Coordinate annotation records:
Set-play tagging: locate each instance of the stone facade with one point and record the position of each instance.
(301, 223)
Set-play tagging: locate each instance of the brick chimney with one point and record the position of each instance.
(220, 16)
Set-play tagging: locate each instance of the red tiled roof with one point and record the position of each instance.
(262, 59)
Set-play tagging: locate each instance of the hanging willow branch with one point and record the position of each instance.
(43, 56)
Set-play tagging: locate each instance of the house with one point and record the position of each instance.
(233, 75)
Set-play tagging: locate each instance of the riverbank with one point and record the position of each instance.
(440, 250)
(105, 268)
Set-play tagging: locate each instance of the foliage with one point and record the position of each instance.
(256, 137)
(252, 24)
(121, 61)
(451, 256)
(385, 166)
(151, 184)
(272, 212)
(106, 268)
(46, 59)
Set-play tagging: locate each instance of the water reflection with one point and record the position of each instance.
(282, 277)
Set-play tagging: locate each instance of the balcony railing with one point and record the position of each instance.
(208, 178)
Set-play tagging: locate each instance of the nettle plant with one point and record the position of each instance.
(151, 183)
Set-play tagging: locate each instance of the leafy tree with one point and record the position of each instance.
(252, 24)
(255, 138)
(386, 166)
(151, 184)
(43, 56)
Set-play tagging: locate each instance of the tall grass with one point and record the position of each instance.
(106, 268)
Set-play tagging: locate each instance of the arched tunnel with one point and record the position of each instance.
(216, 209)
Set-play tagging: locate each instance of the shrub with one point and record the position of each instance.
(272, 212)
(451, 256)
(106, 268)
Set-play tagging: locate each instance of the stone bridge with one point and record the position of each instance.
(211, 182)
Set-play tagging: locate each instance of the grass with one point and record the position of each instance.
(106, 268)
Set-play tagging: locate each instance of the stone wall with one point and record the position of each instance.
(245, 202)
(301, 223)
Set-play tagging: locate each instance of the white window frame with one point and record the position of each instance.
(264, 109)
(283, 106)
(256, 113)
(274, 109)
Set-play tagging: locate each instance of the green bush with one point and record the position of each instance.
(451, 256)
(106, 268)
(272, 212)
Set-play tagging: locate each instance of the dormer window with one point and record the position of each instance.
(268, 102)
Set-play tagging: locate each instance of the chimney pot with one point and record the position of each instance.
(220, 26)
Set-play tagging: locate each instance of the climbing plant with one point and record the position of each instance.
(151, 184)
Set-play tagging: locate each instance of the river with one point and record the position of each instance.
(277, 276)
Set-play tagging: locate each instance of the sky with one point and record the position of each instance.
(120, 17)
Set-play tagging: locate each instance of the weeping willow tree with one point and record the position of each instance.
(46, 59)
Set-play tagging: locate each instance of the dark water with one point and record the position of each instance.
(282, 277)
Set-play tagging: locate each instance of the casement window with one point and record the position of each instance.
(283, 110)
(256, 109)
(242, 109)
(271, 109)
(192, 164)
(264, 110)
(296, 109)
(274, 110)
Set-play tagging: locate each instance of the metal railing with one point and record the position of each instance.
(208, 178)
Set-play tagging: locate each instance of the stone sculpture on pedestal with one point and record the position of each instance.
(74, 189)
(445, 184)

* Problem: All records above must be set down exactly, please.

* Task answer:
Set-play tagging: locate each instance of the stone facade with one point and record the position of each instance.
(301, 223)
Set-play tagging: locate each instance of the brick chimney with one point and record the position of each instance.
(220, 16)
Set-play tagging: locate each instance of the red tiled roof with one point and record the position of each instance.
(262, 59)
Set-play tagging: locate each instance of the hanging willow branch with one point and record the position of each instance.
(43, 56)
Set-play tagging: locate each instance of the house with one point and record the position of each instance.
(233, 75)
Set-play tagging: locate each instance of the riverbank with one point and record the position of each instance.
(440, 250)
(105, 268)
Set-play tagging: locate each instance of the foliage with one point and record the position of each instance.
(256, 137)
(252, 24)
(121, 61)
(451, 256)
(385, 166)
(151, 184)
(272, 212)
(106, 268)
(46, 59)
Set-play tagging: locate each instance of the water reflection with one point and record the position of each instance.
(282, 277)
Set-play tagging: locate each instance of the balcony railing with one point and record the position of each instance.
(208, 178)
Set-play tagging: locate each instance of the nettle plant with one point and record the position of each instance.
(151, 183)
Set-play tagging: locate each instance of the leafy tree with one point and record the position of each instance.
(252, 24)
(255, 138)
(386, 166)
(151, 184)
(43, 56)
Set-play tagging: locate each instance of the tall grass with one point and record the position of each instance.
(106, 268)
Set-play tagging: locate each instance of the arched tunnel with one point and record the position of each instance.
(216, 209)
Set-play tagging: locate each instance of the shrub with one point and record the position of each instance.
(272, 212)
(451, 256)
(106, 268)
Set-play tagging: locate each instance of the stone bridge with one point and record the position of each instance.
(211, 182)
Set-play tagging: locate each instance of the grass with one point and record the position of each instance.
(106, 268)
Set-play tagging: locate each instance of the stone wall with one point and record the position of each instance.
(245, 202)
(301, 223)
Set-play tagging: locate each instance of the white window frame with one point and record the position of each instance.
(264, 109)
(283, 106)
(256, 113)
(274, 109)
Set-play tagging: locate each instance of the green bush with one point and record the position of each instance.
(451, 256)
(106, 268)
(272, 212)
Set-play tagging: locate each instance of the dormer window with one point and record the position of each instance.
(268, 102)
Set-play tagging: locate each instance of the chimney pot with one point and record the position of each instance.
(220, 26)
Set-play tagging: locate each instance of the climbing plant with one point and record the position of each instance.
(151, 184)
Set-play tagging: locate each instance of the river with one point and record the position of each instance.
(277, 276)
Set-play tagging: locate each instance of the sky with one point and record the position of each instance.
(120, 17)
Set-play tagging: locate each instance of the weeping willow tree with one point and record the position of each instance.
(46, 59)
Set-play tagging: locate each instance of the dark water with one point and record the position of each instance.
(282, 277)
Set-play tagging: locate each instance of the casement window with one point and record the position of each instance.
(283, 110)
(256, 109)
(242, 109)
(271, 109)
(192, 164)
(264, 110)
(296, 109)
(274, 110)
Set-play tagging: locate each instance of the metal railing with one point and record the position of each instance.
(208, 178)
Set-play tagging: locate each instance of the stone sculpture on pedestal with one point and record the position of each instance.
(74, 189)
(445, 184)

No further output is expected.